Exercices —
**a.** Traduisez en anglais, s’il vous plaît, cette phrase du texte sur la retraite : « Entre 2023 et 2029, l’âge officiel de la retraite au Canada passera graduellement de 65 à 67 ans. »
**b.** Prolongez le texte sur la retraite à partir de sa dernière phrase.

Présentation du dossier du no 55
La retraite : un enjeu crucial de justice sociale
Entre 2023 et 2029, l’âge officiel de la retraite au Canada passera graduellement de 65 à 67 ans. Annoncée en 2012 par le gouvernement fédéral, cette décision fera surtout du mal à des personnes qui n’ont que bien peu de fonds de retraite et n’ont rien d’autre que les régimes gouvernementaux. Elle s’en prend à des personnes qui, souvent, ont exercé des métiers difficiles ou ingrats. Elle n’est pourtant qu’un nouvel épisode du véritable assaut contre les régimes de retraite lancé depuis plusieurs années par ceux que le père de l’économie politique, Adam Smith, appelait déjà les Maîtres.
En un sens, cet assaut signe une nouvelle fois la faillite du système économique qui est le nôtre, du mode de coopération (ou plutôt : de non- coopération) sociale et de partage des bénéfices qui le caractérisent. Il signifie en effet qu’après des décennies de croissance ininterrompue ayant outrageusement enrichi une infime minorité de gens, nous ne sommes plus en mesure d’assurer à chacun et chacune une retraite décente. Pire : nous ne serions même plus capables de maintenir des mesures mises en place au début de ces décennies de croissance et nous devrions donc, une fois de plus, selon un vieux scénario usé qui ne devrait plus surprendre personne mais qui devrait indigner tout le monde, nous en prendre aux plus démuni·e·s pour équilibrer les comptes.

Extraits de données —

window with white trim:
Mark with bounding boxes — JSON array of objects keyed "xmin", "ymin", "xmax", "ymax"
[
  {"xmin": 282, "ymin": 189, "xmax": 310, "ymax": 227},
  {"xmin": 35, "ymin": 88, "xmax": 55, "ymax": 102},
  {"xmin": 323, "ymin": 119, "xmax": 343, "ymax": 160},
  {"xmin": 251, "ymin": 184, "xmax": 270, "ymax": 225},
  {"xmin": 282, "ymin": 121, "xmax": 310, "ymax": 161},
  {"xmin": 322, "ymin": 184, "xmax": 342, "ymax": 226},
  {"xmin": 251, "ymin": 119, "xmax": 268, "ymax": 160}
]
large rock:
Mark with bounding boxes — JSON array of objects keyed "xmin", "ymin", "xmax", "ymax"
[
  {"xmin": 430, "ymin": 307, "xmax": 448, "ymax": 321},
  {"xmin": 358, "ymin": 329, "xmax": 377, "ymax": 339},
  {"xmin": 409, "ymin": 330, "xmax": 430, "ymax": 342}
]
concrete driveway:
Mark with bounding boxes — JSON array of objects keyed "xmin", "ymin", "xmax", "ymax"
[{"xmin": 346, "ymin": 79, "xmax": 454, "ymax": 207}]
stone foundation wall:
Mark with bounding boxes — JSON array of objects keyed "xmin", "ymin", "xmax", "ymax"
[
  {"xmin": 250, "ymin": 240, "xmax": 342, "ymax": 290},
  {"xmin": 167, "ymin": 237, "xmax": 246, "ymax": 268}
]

Réponses rédigées —
**a.** Between 2023 and 2029, the official retirement age in Canada will gradually rise from 65 to 67.

**b.**
Mais que faire en attendant que cette conclusion soit tirée et que ce qui s’ensuit soit décidé ?
Nous pensons pour notre part à À bâbord ! que le dossier de la retraite, lieu privilégié où se décide, sur fond de solidarité intergénérationnelle, le mode de coopération sociale et de partage de ses bénéfices que nous préconisons, est d’une cruciale importance politique, économique et humaine.
Nous pensons aussi, sans affirmer que tout soit rose, qu’il circule à ce propos des mensonges et des approximations qu’il faut absolument dénoncer en remettant les pendules à l’heure.
Nous pensons enfin, contre ce fatalisme savamment entretenu par les maîtres et leurs ténors, qu’il y a beaucoup à faire, non seulement pour lutter contre le démantèlement du droit à une retraite digne de ce nom, mais aussi pour imaginer des avenues d’action qui garantiront durablement ce droit à tous et à toutes.
Le dossier que nous vous proposons cette fois, issu d’un colloque tenu en avril 2014 sous le titre « L’assaut contre les retraites : comprendre, agir », veut montrer que nous avons de bonnes raisons de penser tout cela.
Il vous propose pour commencer une salutaire mise en contexte de cette idée de retraite et de son importance (Ianik Marcil, Frédéric Hanin), ainsi qu’un état des lieux et un bilan de santé de nos régimes (Michel Lizée).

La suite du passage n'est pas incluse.